From the data that follows, print exactly the lines starting at the one containing "Reviewer check: make sure each instance of the dark" and ending at the one containing "Reviewer check: make sure each instance of the fingers"; include both of them and nothing more.

=== Records supplied ===

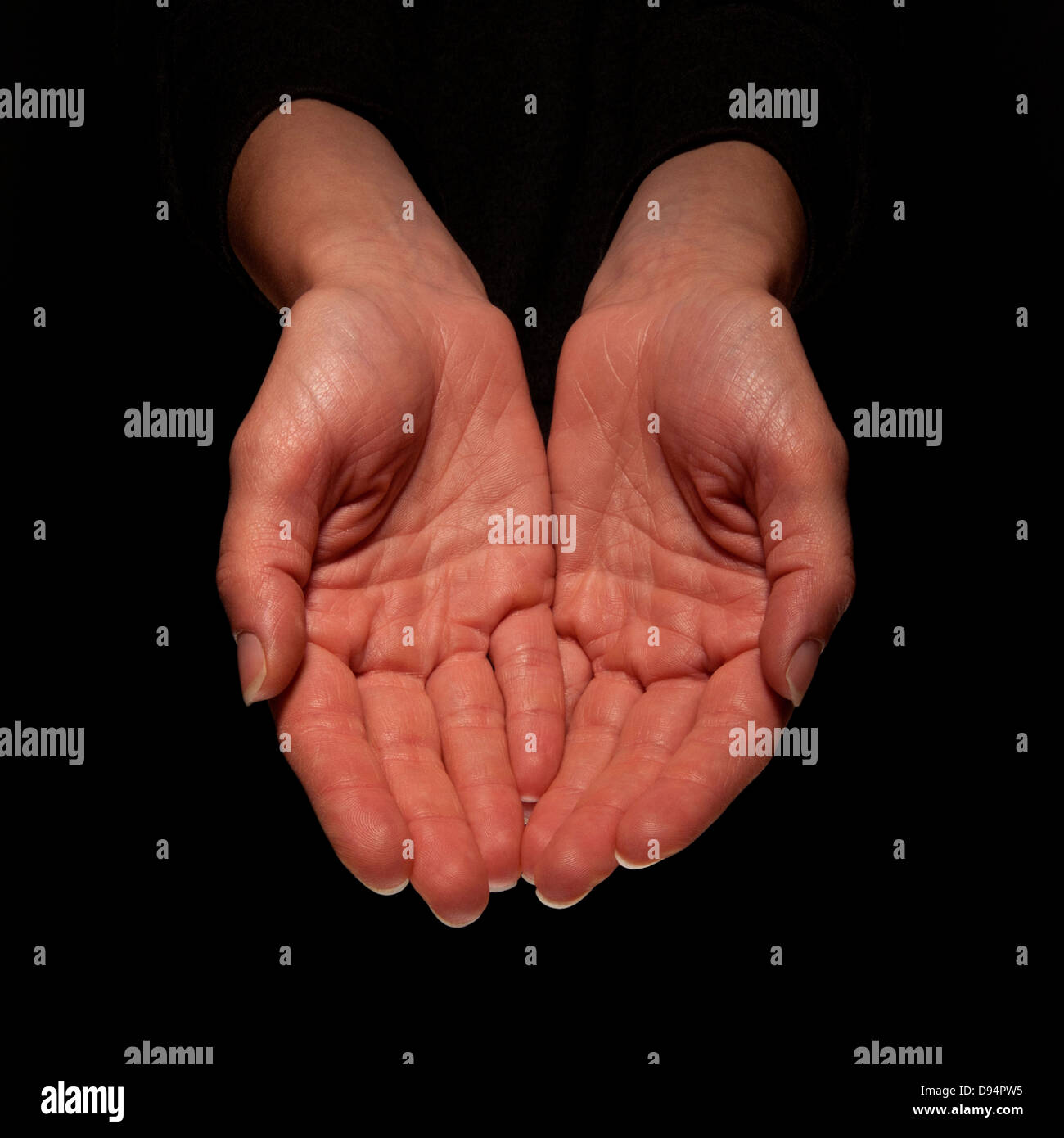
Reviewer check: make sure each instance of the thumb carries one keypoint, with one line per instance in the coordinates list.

===
=== Records supplied ===

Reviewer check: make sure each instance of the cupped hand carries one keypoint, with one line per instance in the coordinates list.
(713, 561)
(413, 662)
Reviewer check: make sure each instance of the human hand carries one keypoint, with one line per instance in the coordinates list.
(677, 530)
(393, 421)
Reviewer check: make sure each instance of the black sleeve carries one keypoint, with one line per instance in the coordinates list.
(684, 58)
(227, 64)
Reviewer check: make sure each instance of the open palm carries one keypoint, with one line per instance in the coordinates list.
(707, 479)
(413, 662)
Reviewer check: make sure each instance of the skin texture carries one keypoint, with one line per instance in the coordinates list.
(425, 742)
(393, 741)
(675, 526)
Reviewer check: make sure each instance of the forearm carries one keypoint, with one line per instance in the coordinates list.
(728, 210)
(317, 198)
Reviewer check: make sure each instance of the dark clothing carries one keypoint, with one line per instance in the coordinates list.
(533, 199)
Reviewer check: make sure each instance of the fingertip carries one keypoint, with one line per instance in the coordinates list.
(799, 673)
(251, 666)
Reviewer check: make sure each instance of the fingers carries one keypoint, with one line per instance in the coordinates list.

===
=== Records supplied ===

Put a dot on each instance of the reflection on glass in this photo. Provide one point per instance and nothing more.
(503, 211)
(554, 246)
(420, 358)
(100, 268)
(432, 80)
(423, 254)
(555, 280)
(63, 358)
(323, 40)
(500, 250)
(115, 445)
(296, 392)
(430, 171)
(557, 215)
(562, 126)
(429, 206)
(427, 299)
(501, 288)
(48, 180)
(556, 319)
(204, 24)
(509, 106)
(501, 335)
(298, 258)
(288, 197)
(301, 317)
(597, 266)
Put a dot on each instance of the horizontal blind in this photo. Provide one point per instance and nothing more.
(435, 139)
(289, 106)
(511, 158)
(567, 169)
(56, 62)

===

### Final answer:
Reviewer check: make sure each instance of the dark clothing carries one keypoint, with one line per instance in the coordinates list.
(533, 199)
Reviewer check: make sure each instance of the fingertip carries one keypoint, with one line per instance in the coordinates list.
(799, 673)
(251, 666)
Reviewer check: make sure each instance of the fingers carries one keypoint, with one line per instance in the coordinates list.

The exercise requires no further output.